▸ **Directions for this task**
Write out the entries below once more, exactly, with the pictures left out.

▸ **Records for this task**
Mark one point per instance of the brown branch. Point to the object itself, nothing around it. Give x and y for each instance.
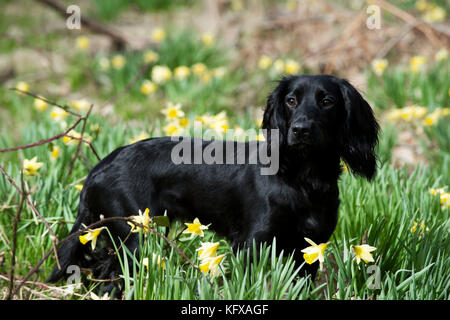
(86, 142)
(35, 144)
(28, 200)
(119, 41)
(101, 222)
(65, 108)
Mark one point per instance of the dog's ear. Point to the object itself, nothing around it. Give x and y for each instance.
(359, 134)
(275, 113)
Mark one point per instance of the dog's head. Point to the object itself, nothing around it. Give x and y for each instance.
(319, 112)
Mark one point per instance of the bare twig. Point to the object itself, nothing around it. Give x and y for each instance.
(65, 108)
(38, 143)
(28, 200)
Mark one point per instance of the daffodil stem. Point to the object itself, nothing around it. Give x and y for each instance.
(77, 152)
(14, 242)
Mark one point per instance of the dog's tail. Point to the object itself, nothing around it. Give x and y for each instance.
(71, 252)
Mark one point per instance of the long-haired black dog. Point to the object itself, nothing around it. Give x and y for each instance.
(321, 119)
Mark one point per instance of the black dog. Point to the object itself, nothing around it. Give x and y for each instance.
(321, 120)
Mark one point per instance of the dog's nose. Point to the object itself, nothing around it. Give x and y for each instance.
(301, 129)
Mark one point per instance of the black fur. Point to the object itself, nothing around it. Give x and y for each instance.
(329, 121)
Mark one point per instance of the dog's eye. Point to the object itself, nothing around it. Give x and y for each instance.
(291, 102)
(327, 102)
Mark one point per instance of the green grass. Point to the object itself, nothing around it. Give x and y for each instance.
(381, 213)
(412, 266)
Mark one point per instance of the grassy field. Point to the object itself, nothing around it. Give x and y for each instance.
(185, 77)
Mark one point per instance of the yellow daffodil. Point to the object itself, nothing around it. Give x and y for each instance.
(160, 74)
(211, 265)
(40, 104)
(195, 228)
(219, 122)
(207, 38)
(172, 111)
(207, 250)
(181, 72)
(70, 141)
(417, 63)
(441, 55)
(260, 137)
(173, 128)
(363, 252)
(292, 67)
(151, 56)
(55, 152)
(148, 87)
(278, 65)
(22, 86)
(264, 62)
(218, 72)
(96, 128)
(159, 261)
(104, 63)
(58, 114)
(379, 65)
(445, 199)
(83, 42)
(183, 122)
(199, 69)
(141, 136)
(31, 167)
(314, 252)
(206, 77)
(422, 227)
(118, 61)
(237, 5)
(291, 5)
(91, 235)
(143, 219)
(80, 105)
(158, 35)
(422, 5)
(434, 192)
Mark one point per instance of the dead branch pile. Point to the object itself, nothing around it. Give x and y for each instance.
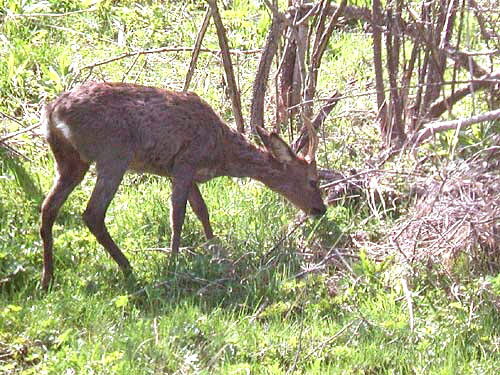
(458, 213)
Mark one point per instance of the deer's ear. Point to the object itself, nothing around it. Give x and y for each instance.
(276, 146)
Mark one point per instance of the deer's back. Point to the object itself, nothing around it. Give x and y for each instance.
(158, 129)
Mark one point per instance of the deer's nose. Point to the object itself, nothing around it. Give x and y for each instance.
(318, 211)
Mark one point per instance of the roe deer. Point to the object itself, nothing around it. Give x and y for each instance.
(145, 129)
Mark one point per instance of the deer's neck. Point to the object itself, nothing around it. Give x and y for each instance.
(243, 159)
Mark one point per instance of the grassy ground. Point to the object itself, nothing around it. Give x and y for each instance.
(241, 304)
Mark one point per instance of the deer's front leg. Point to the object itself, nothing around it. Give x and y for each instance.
(180, 192)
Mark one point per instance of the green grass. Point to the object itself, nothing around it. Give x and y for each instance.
(235, 305)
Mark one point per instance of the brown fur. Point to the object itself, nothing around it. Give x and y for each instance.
(124, 127)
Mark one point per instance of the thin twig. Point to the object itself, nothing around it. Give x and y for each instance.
(196, 50)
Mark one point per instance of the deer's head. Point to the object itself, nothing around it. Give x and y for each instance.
(298, 179)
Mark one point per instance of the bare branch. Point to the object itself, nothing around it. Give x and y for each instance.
(161, 50)
(377, 63)
(261, 78)
(196, 50)
(432, 128)
(441, 106)
(303, 138)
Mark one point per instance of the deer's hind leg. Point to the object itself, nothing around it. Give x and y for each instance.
(199, 207)
(70, 170)
(109, 176)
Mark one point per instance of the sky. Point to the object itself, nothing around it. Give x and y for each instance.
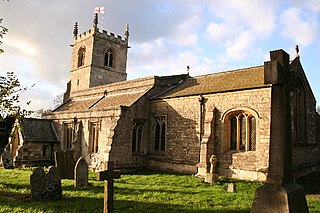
(165, 37)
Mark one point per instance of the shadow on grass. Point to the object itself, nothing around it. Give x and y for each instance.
(133, 206)
(310, 183)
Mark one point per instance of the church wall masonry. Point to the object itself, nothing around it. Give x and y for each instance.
(176, 122)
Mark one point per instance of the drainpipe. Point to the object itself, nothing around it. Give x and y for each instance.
(201, 100)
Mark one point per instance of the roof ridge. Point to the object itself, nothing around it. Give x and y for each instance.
(228, 71)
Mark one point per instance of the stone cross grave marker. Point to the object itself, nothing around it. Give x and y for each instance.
(108, 176)
(46, 186)
(211, 176)
(280, 193)
(7, 160)
(81, 173)
(65, 163)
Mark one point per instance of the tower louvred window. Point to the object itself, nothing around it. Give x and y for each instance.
(81, 56)
(109, 58)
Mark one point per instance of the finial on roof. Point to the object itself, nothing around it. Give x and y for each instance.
(95, 21)
(127, 32)
(75, 30)
(297, 51)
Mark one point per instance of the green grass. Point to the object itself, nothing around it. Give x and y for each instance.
(144, 191)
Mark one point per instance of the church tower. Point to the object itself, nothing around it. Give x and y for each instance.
(98, 58)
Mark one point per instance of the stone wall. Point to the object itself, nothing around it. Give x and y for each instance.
(183, 132)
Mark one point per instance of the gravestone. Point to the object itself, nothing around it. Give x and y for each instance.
(7, 160)
(108, 176)
(81, 173)
(280, 193)
(65, 163)
(211, 176)
(231, 187)
(46, 186)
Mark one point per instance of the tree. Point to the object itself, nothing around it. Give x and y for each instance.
(3, 31)
(58, 100)
(6, 125)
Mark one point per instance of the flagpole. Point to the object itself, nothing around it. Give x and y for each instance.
(101, 26)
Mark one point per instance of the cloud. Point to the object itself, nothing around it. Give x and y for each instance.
(300, 26)
(238, 26)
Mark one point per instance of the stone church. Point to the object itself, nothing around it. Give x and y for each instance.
(171, 122)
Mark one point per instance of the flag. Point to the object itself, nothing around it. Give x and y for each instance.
(99, 10)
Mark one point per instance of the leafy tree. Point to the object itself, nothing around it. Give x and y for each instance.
(10, 91)
(6, 125)
(58, 100)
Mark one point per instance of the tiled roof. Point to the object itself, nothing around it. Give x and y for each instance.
(125, 99)
(77, 104)
(103, 102)
(219, 82)
(38, 130)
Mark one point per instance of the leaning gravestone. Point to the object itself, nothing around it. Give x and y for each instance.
(46, 186)
(81, 173)
(7, 160)
(65, 163)
(108, 176)
(280, 193)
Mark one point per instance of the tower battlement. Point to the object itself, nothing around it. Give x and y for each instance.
(104, 34)
(98, 57)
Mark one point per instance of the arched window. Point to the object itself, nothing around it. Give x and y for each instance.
(160, 133)
(81, 56)
(242, 131)
(137, 136)
(109, 58)
(300, 112)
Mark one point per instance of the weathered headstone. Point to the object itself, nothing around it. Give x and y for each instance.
(7, 160)
(280, 193)
(65, 163)
(108, 176)
(81, 173)
(46, 186)
(211, 176)
(231, 187)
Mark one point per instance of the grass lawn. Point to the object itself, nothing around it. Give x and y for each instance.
(144, 191)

▸ **Task response**
Mark one point per instance of the brown branch. Point to the object itself, nothing around it. Give x and y for each instance.
(86, 142)
(35, 144)
(28, 200)
(119, 41)
(101, 222)
(65, 108)
Mark one point per instance of the dog's ear. Point to the object itself, nothing around it. Give x and y for each instance.
(359, 134)
(275, 113)
Mark one point per instance of the dog's head. Point to the object itself, nothing around it. Give x and y for each instance.
(319, 112)
Mark one point per instance of the bare twig. Point to the object itself, nothing around it. Give x and y for each instance.
(65, 108)
(38, 143)
(28, 200)
Mark one point per instance of the daffodil stem. Point to the object itself, nothing around it. Give x and y for each instance.
(77, 152)
(14, 242)
Mark one point per instance of the dog's tail. Point to the object itself, nothing around it. Give x and y for each instance.
(71, 252)
Mark one point per instance of the long-haired black dog. Point to the object itself, nothing around it. Give x and y for each instance.
(321, 119)
Mark one point per instance of the black dog. Point to the object itself, nothing around it. Give x and y for each instance.
(321, 120)
Mark one point per instance of the dog's nose. Point to the object itself, nothing around it. Give x and y for each instance.
(301, 129)
Mark one point per instance of the black fur. Point to the object itself, nothing around it. Give x and y for each instance.
(329, 121)
Mark one point per instance of the dog's eye. Point to the object itself, nothing around it. Give x and y for each instance.
(291, 102)
(327, 102)
Mark one point per instance of the green grass. Point to the object itself, nothing around it. Give x and y for each instance.
(381, 213)
(412, 266)
Mark one point per instance of the grassy field. Point to the object itself, nothing around it. Give x and y for each instance.
(185, 77)
Mark one point per instance of the yellow daffodil. Point to the object itself, nothing around it. Give x and y for each instance.
(160, 74)
(211, 265)
(40, 104)
(195, 228)
(219, 122)
(207, 38)
(172, 111)
(207, 250)
(181, 72)
(70, 141)
(417, 63)
(441, 55)
(260, 137)
(173, 128)
(363, 252)
(292, 67)
(151, 56)
(55, 152)
(148, 87)
(278, 65)
(22, 86)
(264, 62)
(218, 72)
(96, 128)
(159, 261)
(104, 63)
(58, 114)
(379, 65)
(445, 199)
(83, 42)
(183, 122)
(199, 69)
(141, 136)
(31, 167)
(314, 252)
(206, 77)
(422, 227)
(118, 61)
(237, 5)
(291, 5)
(91, 235)
(143, 219)
(80, 105)
(158, 35)
(422, 5)
(434, 192)
Mark one point per instance of the dead branch pile. Point to the object itself, nothing around it. Give x and y for each instance.
(458, 213)
Mark one point per instance of the deer's ear. Point to the object itself, nothing around it. Give x and y for each instance.
(276, 146)
Mark one point per instance of the deer's back. Point to the object itself, nothing around it. Give x and y for each instance.
(158, 129)
Mark one point per instance of the deer's nose. Point to the object itself, nothing around it. Give x and y for each instance.
(318, 211)
Mark one point per instance of the roe deer. Point to the object itself, nothing around it. Give x and y for each instance.
(145, 129)
Mark one point per instance of the deer's neck. Point to the object itself, nothing around it. Give x and y for each instance.
(243, 159)
Mark one point per instance of the grassy ground. Point to the object itself, nothing around it. Give x and y for each instance.
(241, 304)
Mark one point per instance of the deer's front leg. Point to the object itself, nothing around it. Give x and y for each instance.
(180, 192)
Mark one point per instance of the green grass. Point to the object itself, nothing around it. Give x and y for each instance.
(235, 305)
Mark one point per instance of the brown fur. Point to the object itself, nothing around it. Give x and y for each instance.
(124, 127)
Mark one point per instance of the thin twig. Point to the object itself, nothing around it. Give x and y for each instance.
(196, 50)
Mark one point per instance of the deer's head. Point to the object itself, nothing around it. Give x and y for each instance.
(298, 179)
Mark one point per instance of the bare branch. Point to the object itself, nothing around it. Give x and y for each instance.
(161, 50)
(377, 63)
(261, 78)
(196, 50)
(432, 128)
(441, 106)
(303, 138)
Mark one point per instance of the deer's hind leg. Point to the object itself, nothing around it. Give x and y for each instance.
(199, 207)
(70, 170)
(109, 176)
Mark one point per instance of the sky. Point to the object itself, nothing around it. Give x and y for each instance.
(165, 37)
Mark one point per instance of the shadow on grass. Point to the object itself, nothing around it. Give x and y for each instance.
(133, 206)
(310, 183)
Mark one point per instance of the church wall masonry. Point to the object itself, nothing around it. Give x and y for each instance.
(176, 122)
Mark one point per instance of the drainpipe. Point to the object itself, nothing around it. Give x and y for each instance.
(201, 100)
Mark one point per instance of the roof ridge. Point to the object itself, nothing around it. Give x and y for each instance.
(228, 71)
Mark one point per instance of the stone cross grave marker. Point to the object itself, nothing around it. Give x and y for each instance.
(108, 176)
(46, 186)
(211, 176)
(280, 193)
(7, 160)
(81, 173)
(65, 163)
Mark one point per instance of the tower louvred window. Point to the object itself, nothing around it. Give x and y for each instance.
(81, 56)
(109, 58)
Mark one point per instance of the finial on roof. Point to the object itself, nothing around it. Give x and y for each instance.
(95, 21)
(127, 32)
(75, 30)
(297, 51)
Mark one point per instance of the green grass. Point to the object itself, nothing around it. Give x and y for each instance.
(144, 191)
Mark one point per instance of the church tower. Point to the object itself, nothing around it. Give x and y for each instance.
(98, 58)
Mark one point per instance of the stone wall. Point to the object itself, nothing around it. Give x and y for each instance.
(183, 132)
Mark one point per instance of the gravestone. Point to the object itself, nothing around it. Give x and y for each instance.
(7, 160)
(108, 176)
(81, 173)
(280, 193)
(65, 163)
(211, 176)
(231, 187)
(46, 186)
Mark one point per instance of the tree. Point to the object itself, nothing around it. Give x and y for each instance.
(3, 31)
(58, 100)
(6, 125)
Mark one point per instance of the flagpole. Point to the object itself, nothing around it. Give x and y for each instance.
(101, 26)
Mark one point per instance of the cloud. Point to the object itself, nothing around it. Give x and y for each instance.
(300, 26)
(238, 26)
Mark one point per instance of the stone church. Point to the object itself, nothing around it. Give x and y for each instance.
(171, 122)
Mark one point per instance of the flag. Point to the object itself, nothing around it. Give x and y for each instance.
(99, 10)
Mark one point per instance of the leafy tree. Point to the object itself, nothing around it. Give x and y for each instance.
(10, 91)
(6, 125)
(58, 100)
Mark one point per instance of the tiled roof. Point to the object itself, nothing around it. Give x and y for each instance.
(125, 99)
(77, 104)
(103, 102)
(219, 82)
(38, 130)
Mark one point per instance of the leaning gravestone. Point to the object itself, nothing around it. Give x and y for each instance.
(46, 186)
(81, 173)
(7, 160)
(65, 163)
(108, 176)
(280, 193)
Mark one point per instance of the tower battlement. Point to the object itself, nothing around it. Give x and y for each instance.
(104, 34)
(98, 57)
Mark one point per instance of the arched window. Point to the object itself, nothing around it. Give x and y for each instance.
(160, 133)
(81, 56)
(242, 131)
(137, 136)
(109, 58)
(300, 112)
Mark one point per instance of the weathered headstone. Point to the object itself, nothing around it. Give x and y for each instance.
(7, 160)
(280, 193)
(65, 163)
(108, 176)
(81, 173)
(46, 186)
(211, 176)
(231, 187)
Mark one point per instance of the grass lawn. Point to the object itself, nothing around it. Give x and y for each instance.
(144, 191)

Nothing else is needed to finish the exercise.